### Your task
Please pick out every line in the listing below that contains the word "mountain" and copy those lines without changes.
########
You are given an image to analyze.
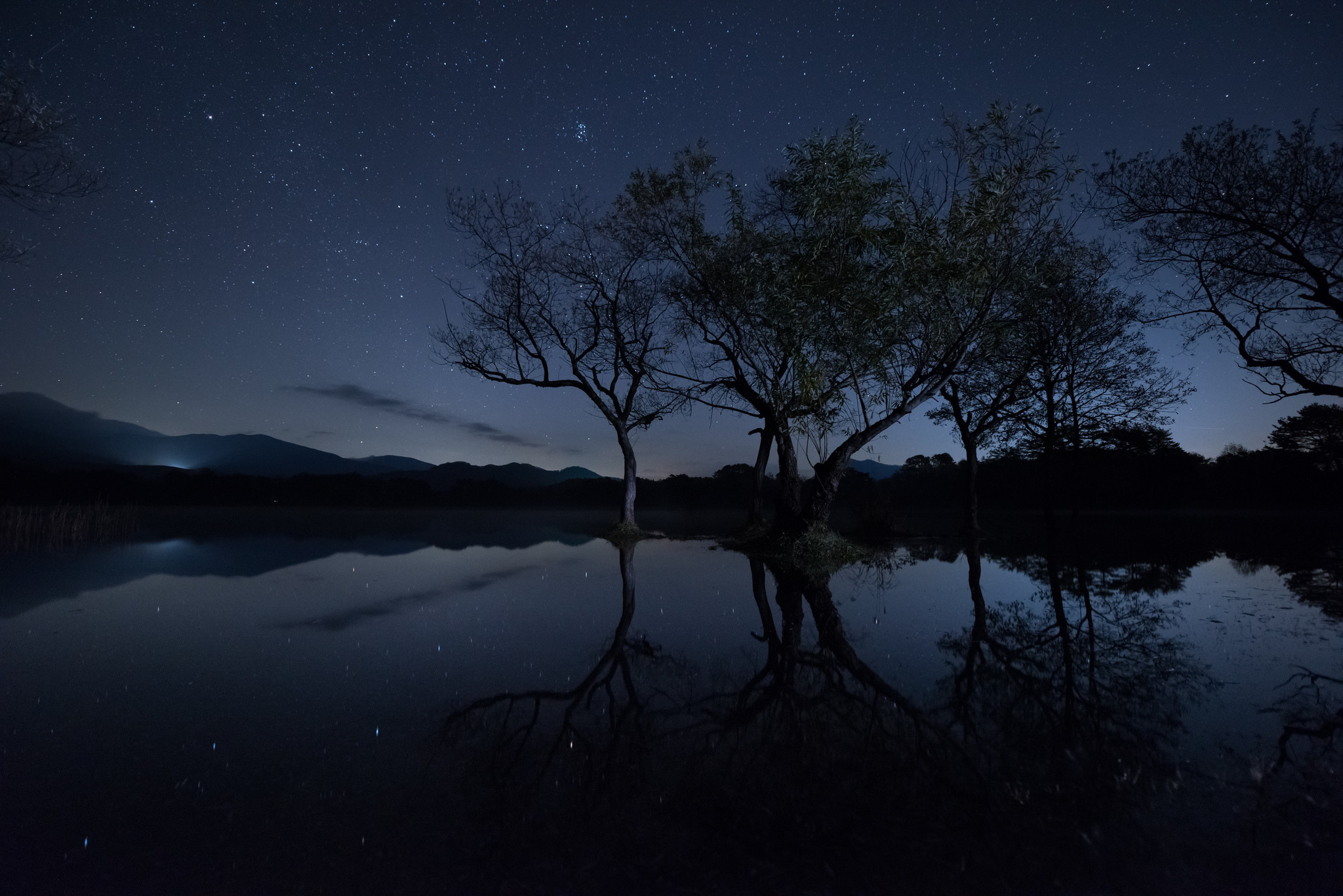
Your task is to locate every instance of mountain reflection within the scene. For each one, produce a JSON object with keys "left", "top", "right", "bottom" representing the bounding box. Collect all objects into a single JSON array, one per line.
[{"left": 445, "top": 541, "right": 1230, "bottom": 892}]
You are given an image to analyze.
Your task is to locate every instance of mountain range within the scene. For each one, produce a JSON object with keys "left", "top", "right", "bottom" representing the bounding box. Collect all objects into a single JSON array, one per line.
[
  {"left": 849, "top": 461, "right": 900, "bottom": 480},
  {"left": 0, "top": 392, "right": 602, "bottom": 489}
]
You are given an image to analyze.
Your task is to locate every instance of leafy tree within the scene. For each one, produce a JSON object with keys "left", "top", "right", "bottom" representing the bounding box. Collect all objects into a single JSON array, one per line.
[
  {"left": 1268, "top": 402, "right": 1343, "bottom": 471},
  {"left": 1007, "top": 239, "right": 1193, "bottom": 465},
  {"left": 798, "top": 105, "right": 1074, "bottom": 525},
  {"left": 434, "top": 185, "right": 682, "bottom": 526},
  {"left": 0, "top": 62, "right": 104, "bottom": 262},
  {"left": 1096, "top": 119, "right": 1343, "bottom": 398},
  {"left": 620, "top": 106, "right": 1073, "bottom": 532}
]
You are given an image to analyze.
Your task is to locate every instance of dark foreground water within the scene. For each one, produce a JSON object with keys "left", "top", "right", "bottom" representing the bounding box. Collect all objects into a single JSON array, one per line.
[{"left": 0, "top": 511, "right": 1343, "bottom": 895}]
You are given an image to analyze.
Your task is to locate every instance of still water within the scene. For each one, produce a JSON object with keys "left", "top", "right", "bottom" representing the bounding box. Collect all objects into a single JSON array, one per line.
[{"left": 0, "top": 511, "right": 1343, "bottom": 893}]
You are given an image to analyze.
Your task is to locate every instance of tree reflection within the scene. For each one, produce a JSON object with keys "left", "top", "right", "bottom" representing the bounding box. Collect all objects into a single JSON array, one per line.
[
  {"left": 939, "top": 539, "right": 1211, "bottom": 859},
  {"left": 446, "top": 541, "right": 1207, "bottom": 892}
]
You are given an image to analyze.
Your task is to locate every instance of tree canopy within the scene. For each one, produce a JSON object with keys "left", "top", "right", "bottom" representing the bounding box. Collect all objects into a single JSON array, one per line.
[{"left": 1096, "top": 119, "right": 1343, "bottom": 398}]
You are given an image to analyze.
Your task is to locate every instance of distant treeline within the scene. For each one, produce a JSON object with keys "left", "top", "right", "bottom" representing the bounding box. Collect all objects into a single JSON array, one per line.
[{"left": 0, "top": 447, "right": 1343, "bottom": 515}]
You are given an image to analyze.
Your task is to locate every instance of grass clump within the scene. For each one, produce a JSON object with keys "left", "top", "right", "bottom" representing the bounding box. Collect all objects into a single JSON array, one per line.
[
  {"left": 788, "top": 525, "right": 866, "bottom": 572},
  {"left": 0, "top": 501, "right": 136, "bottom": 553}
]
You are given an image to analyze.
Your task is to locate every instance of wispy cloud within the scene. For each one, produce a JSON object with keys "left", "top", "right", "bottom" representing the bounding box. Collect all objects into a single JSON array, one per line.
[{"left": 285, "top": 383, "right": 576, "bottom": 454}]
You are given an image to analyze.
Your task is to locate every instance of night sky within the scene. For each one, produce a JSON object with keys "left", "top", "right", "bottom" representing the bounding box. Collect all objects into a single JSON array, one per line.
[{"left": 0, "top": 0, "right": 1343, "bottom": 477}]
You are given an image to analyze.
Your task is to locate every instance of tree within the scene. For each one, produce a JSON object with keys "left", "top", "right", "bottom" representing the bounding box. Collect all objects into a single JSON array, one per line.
########
### Output below
Your task is to locate every instance of mountain reflection within the scene. For each one, produce a JSON object with keys "left", "top", "right", "bottom" representing the bounding box. Collect all objects into a single JSON array, one per line.
Your task is to locate every instance of mountain range within the scene. For each one, produce a JSON object with keys "left", "top", "right", "bottom" representing the bounding box. Collect all objects into a single JSON array, one per line.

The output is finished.